■ INSTRUCTIONS TO FOLLOW
Every entry below is to be retyped exactly as it appears.

BEGIN EXERCISE INPUTS

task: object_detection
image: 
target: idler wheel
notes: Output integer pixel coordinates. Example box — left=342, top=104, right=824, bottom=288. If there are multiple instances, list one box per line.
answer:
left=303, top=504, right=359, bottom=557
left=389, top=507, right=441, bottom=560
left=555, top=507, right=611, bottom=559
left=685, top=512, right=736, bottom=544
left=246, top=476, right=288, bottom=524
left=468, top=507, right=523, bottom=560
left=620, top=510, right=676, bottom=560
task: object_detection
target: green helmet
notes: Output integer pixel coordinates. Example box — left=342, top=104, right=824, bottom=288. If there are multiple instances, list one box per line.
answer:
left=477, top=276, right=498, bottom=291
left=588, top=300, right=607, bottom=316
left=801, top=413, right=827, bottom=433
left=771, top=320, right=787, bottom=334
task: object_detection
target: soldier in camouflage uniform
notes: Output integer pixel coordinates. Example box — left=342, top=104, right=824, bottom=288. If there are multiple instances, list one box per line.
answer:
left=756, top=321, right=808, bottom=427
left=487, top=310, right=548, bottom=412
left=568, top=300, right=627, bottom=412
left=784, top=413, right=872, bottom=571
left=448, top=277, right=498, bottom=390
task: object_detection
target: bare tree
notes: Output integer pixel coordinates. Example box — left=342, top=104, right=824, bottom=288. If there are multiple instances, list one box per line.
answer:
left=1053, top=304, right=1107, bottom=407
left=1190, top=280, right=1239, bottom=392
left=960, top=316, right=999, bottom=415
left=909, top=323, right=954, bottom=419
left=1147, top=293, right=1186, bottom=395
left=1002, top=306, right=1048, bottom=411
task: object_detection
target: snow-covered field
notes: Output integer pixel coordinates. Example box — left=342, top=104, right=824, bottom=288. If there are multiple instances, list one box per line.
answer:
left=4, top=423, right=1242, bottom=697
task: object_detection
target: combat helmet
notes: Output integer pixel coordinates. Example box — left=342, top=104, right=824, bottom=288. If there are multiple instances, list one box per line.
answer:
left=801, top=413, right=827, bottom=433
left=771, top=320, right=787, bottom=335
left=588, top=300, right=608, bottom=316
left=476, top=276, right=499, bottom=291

END EXERCISE INPUTS

■ EXERCISE OUTPUT
task: object_detection
image: 
target: idler wheel
notes: Output integer pixel coordinates. Example box — left=342, top=104, right=824, bottom=288. If there are multiple instances, list one box per line.
answer:
left=303, top=504, right=359, bottom=557
left=389, top=507, right=441, bottom=560
left=555, top=507, right=611, bottom=559
left=685, top=512, right=736, bottom=544
left=246, top=476, right=288, bottom=524
left=468, top=507, right=523, bottom=560
left=620, top=510, right=676, bottom=560
task: object_detection
target: green helmet
notes: Output integer pixel coordinates. Example box — left=342, top=104, right=824, bottom=288. If there are multiple instances, list one box per line.
answer:
left=477, top=276, right=498, bottom=291
left=588, top=300, right=607, bottom=316
left=801, top=413, right=827, bottom=433
left=771, top=320, right=787, bottom=334
task: object_detection
target: soldier in camouflage uniform
notes: Output integer pixel coordinates. Example box — left=342, top=104, right=824, bottom=288. If there are multiple instances, list one box per line.
answer:
left=756, top=321, right=808, bottom=427
left=487, top=310, right=548, bottom=412
left=568, top=300, right=627, bottom=412
left=784, top=413, right=872, bottom=571
left=448, top=277, right=498, bottom=390
task: object_detection
target: bare tree
notes: Output integer pixel coordinates. Example box — left=342, top=104, right=824, bottom=288. If there are multiple instances, list one box per line.
answer:
left=1053, top=304, right=1107, bottom=407
left=1190, top=280, right=1239, bottom=392
left=960, top=316, right=999, bottom=415
left=909, top=323, right=954, bottom=419
left=1147, top=293, right=1186, bottom=395
left=1002, top=306, right=1048, bottom=411
task: object_detection
target: snow-covered field
notes: Output integer pixel coordinates. Example box — left=342, top=104, right=824, bottom=288. If there are multiple instances, list one box per line.
answer:
left=4, top=423, right=1242, bottom=697
task: object_detection
target: combat helmet
notes: Output integer pixel coordinates. Example box — left=342, top=104, right=824, bottom=288. If there are multiple instances, list one box per line.
answer:
left=801, top=413, right=827, bottom=433
left=771, top=320, right=787, bottom=335
left=588, top=300, right=608, bottom=316
left=476, top=276, right=499, bottom=291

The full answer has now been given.